- EXERCISE BRIEF
The entries are to be duplicated exactly, with nothing left out.

- MATERIAL SUPPLIED

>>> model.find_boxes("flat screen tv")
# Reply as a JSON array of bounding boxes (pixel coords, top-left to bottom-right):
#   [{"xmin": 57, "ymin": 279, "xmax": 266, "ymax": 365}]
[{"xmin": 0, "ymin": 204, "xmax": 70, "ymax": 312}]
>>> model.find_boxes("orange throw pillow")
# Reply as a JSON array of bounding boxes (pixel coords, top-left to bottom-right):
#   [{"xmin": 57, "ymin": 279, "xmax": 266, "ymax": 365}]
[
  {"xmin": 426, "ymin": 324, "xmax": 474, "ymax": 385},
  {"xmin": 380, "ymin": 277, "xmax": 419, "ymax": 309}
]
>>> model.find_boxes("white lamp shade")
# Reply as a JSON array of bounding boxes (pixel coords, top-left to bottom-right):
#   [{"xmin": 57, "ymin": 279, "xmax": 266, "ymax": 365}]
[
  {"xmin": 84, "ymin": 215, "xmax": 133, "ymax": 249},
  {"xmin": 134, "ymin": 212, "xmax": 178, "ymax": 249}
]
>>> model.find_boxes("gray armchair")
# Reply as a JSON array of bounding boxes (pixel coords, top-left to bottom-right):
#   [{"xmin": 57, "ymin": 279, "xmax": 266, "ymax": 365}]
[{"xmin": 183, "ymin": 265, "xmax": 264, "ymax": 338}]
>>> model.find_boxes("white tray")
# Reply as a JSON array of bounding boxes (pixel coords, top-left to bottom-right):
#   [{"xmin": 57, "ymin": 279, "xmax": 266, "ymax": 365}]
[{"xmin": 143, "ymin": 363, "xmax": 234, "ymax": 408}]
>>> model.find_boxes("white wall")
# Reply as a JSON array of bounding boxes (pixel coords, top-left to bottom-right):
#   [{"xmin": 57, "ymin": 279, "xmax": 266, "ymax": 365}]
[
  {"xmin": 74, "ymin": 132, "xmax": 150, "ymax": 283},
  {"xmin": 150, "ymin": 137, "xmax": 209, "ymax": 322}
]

- THE COMPLETED TASK
>>> model.find_boxes("flat screen tv")
# Reply as a JSON array of bounding boxes (pixel coords, top-left to bottom-right):
#   [{"xmin": 57, "ymin": 279, "xmax": 266, "ymax": 365}]
[{"xmin": 0, "ymin": 204, "xmax": 70, "ymax": 312}]
>>> model.find_boxes("orange throw pillow")
# Reply as a JSON array of bounding boxes (pixel coords, top-left to bottom-right):
#   [{"xmin": 57, "ymin": 279, "xmax": 266, "ymax": 365}]
[
  {"xmin": 426, "ymin": 324, "xmax": 474, "ymax": 385},
  {"xmin": 380, "ymin": 277, "xmax": 419, "ymax": 309}
]
>>> model.find_boxes("white lamp shade")
# Reply as a JSON array of bounding boxes (pixel coords, top-left to bottom-right):
#   [{"xmin": 57, "ymin": 279, "xmax": 266, "ymax": 365}]
[
  {"xmin": 84, "ymin": 215, "xmax": 133, "ymax": 249},
  {"xmin": 134, "ymin": 212, "xmax": 178, "ymax": 249}
]
>>> model.find_boxes("gray armchair")
# Reply as a JSON array of bounding boxes (pixel coords, top-left to bottom-right):
#   [{"xmin": 57, "ymin": 279, "xmax": 266, "ymax": 365}]
[{"xmin": 183, "ymin": 265, "xmax": 264, "ymax": 338}]
>>> model.find_boxes("white tray")
# Reply as a JSON array of bounding boxes (pixel coords, top-left to bottom-right):
#   [{"xmin": 57, "ymin": 279, "xmax": 266, "ymax": 365}]
[{"xmin": 143, "ymin": 363, "xmax": 234, "ymax": 408}]
>>> model.find_boxes("white wall")
# Reply as a JSON array of bounding boxes (pixel coords, top-left to bottom-right):
#   [{"xmin": 57, "ymin": 279, "xmax": 266, "ymax": 365}]
[
  {"xmin": 74, "ymin": 132, "xmax": 150, "ymax": 283},
  {"xmin": 150, "ymin": 137, "xmax": 209, "ymax": 322}
]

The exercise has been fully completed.